INFORMATION SUPPLIED:

»»

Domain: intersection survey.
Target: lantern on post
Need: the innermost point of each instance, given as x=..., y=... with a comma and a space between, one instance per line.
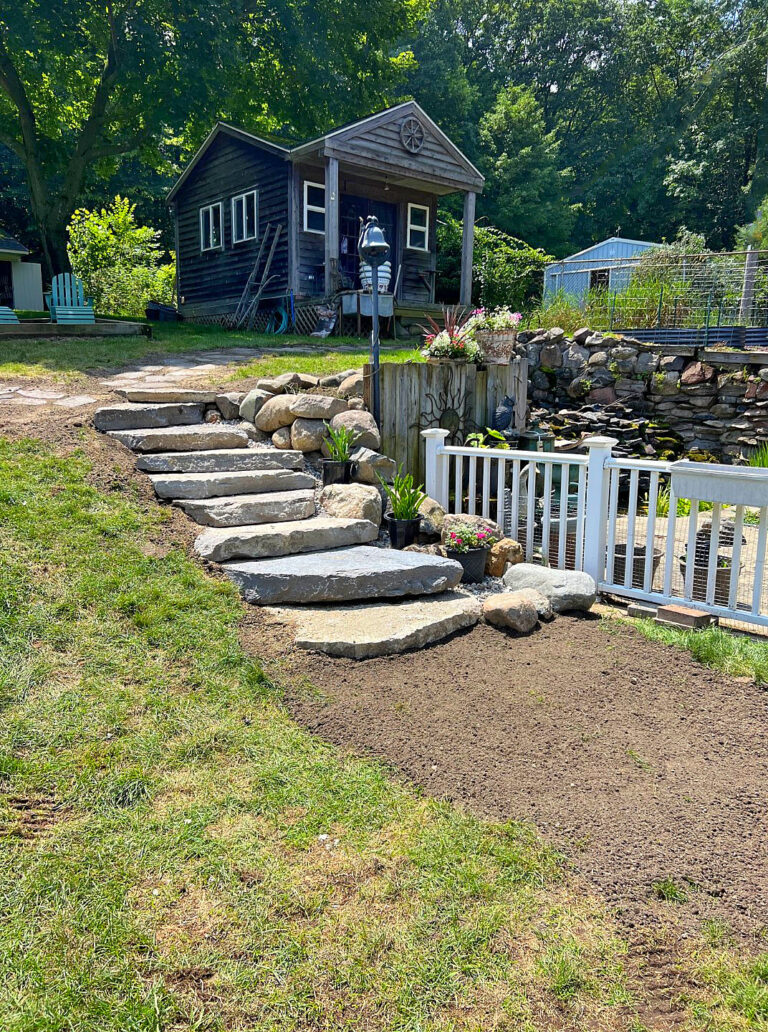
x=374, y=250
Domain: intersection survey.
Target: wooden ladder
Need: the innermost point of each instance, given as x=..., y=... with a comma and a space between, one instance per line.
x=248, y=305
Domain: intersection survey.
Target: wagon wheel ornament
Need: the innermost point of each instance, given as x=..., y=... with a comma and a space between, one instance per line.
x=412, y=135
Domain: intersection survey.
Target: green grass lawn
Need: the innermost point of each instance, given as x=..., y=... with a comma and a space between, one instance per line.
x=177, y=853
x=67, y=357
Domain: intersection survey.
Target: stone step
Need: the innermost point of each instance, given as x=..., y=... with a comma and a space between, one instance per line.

««
»»

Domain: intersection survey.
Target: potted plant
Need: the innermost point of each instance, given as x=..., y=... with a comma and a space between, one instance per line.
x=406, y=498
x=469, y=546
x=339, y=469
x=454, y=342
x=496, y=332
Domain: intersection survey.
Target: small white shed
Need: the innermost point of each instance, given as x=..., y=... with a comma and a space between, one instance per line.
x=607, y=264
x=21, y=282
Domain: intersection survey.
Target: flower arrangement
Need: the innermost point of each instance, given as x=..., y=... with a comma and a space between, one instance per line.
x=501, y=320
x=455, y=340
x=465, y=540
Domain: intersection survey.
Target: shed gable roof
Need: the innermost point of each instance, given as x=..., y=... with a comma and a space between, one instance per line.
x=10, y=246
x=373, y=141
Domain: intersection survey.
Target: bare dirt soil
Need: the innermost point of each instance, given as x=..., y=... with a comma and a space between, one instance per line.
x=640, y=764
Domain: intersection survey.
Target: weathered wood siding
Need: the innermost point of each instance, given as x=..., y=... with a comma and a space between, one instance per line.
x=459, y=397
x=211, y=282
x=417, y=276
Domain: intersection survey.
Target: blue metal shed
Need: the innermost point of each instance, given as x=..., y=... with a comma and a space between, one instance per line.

««

WORK REQUIRED: Please show every line of the material above that contains the word "shed", copying each line in full. Case counts.

WORKED ANSWER:
Target: small white shed
Target: shed gable roof
Target: blue metal shed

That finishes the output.